++++ TEXT BLOCK ++++
By Tiffany Haverly | February 25, 2020

A recent op-ed by Assemblymember Daniel Rosenthal highlighted the challenges too many New Yorkers are facing affording their medicines. Working together to address these challenges is important – which is why biopharmaceutical manufacturers are coming to the table with solutions – but unfortunately Assemblymember Rosenthal’s piece failed to paint the full picture of what’s driving up patients’ out-of-pocket costs.

AARP recently released a poll on the affordability of medicines for seniors across the Empire State. We agree. Seniors deserve solutions to help them afford and access their medicines. Unfortunately, it’s clear AARP is continuing their campaign against biopharmaceutical innovators while ignoring other entities that determine seniors’ out-of-pocket costs – entities like health insurance companies that, unsurprisingly, pad AARP’s bottom line.
++++
REQUIRED ACTION
Do these statements agree with the piece above on medicine costs in New York? For each, answer yes or no and quote the words that decide it. (a) The AARP poll dealt with how affordable medicines are for seniors in New York. (b) The writer says Assemblymember Rosenthal's op-ed gave the full picture of what drives patients' out-of-pocket costs. (c) The writer says health insurance companies pad AARP's bottom line.
++++ INFORMATION PROVIDED ++++
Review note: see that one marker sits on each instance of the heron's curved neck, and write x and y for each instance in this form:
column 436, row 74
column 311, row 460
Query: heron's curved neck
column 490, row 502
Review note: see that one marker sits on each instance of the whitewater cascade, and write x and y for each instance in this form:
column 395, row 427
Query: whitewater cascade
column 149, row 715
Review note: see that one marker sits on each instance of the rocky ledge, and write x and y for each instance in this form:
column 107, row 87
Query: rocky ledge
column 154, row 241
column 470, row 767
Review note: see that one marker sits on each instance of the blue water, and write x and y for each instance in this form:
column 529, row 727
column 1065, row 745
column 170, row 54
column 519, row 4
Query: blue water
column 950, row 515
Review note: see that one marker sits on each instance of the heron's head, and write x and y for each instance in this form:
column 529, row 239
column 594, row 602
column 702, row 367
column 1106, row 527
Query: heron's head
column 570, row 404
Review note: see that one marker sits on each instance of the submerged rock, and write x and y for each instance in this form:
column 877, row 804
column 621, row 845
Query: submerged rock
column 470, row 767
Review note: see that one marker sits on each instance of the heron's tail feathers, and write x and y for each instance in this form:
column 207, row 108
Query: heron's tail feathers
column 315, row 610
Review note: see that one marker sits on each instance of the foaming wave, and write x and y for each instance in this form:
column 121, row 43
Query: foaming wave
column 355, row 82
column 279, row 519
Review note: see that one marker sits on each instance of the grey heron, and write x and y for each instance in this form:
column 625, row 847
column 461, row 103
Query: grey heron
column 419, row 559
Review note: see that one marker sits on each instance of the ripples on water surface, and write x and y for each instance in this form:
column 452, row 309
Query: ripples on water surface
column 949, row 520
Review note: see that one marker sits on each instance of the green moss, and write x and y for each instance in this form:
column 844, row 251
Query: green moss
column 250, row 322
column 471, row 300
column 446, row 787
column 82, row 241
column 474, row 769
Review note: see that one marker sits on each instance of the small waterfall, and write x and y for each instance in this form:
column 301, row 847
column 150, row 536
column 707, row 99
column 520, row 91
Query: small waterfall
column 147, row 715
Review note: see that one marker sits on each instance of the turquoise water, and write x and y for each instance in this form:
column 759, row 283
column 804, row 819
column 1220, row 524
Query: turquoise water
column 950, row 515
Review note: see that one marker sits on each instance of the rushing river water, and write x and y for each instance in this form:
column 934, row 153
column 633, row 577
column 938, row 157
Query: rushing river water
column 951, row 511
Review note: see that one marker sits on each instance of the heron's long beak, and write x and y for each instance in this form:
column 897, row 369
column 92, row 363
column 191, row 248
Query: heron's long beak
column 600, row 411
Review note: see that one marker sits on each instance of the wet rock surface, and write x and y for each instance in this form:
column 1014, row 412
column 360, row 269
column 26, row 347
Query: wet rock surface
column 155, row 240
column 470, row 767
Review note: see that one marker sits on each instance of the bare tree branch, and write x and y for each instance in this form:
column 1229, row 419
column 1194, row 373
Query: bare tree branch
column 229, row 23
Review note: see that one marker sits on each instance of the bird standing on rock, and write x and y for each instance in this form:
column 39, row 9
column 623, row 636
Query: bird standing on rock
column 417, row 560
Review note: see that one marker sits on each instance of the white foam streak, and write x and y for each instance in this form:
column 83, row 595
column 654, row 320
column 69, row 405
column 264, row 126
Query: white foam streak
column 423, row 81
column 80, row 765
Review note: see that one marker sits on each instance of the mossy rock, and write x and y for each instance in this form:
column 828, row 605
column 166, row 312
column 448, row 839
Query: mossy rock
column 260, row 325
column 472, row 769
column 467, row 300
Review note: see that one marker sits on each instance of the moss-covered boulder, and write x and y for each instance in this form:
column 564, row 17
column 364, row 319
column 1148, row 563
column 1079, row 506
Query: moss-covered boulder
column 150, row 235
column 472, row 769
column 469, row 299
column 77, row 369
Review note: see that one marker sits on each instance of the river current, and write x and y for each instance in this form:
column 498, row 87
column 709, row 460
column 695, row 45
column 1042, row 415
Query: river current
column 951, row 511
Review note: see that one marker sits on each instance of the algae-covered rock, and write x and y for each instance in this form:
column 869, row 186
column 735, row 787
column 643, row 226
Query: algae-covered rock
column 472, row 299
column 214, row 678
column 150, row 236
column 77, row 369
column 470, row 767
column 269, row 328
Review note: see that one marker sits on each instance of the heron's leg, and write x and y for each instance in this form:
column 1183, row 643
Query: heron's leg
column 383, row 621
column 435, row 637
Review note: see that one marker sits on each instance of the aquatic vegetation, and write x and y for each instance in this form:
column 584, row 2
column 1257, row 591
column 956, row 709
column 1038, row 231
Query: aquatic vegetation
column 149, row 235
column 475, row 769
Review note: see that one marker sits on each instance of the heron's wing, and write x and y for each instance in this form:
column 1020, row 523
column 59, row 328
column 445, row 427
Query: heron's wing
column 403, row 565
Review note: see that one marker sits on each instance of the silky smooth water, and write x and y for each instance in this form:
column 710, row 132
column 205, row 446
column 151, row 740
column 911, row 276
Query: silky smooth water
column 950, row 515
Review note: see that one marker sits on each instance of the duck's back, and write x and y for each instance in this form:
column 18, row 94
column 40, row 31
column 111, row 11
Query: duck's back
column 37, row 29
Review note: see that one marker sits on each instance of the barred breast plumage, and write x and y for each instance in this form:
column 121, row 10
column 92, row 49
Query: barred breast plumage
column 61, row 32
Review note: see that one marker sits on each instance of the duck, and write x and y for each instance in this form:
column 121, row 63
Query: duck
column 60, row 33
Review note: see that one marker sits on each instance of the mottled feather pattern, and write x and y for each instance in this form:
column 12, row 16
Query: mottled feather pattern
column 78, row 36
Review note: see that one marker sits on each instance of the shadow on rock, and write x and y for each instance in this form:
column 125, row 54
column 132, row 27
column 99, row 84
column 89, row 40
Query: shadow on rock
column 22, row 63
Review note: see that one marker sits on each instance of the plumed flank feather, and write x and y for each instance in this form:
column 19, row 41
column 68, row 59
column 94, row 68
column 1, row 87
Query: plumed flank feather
++++
YOUR SOLUTION
(a) Yes: "AARP recently released a poll on the affordability of medicines for seniors across the Empire State."
(b) No: "Assemblymember Rosenthal’s piece failed to paint the full picture of what’s driving up patients’ out-of-pocket costs."
(c) Yes: "entities like health insurance companies that, unsurprisingly, pad AARP’s bottom line."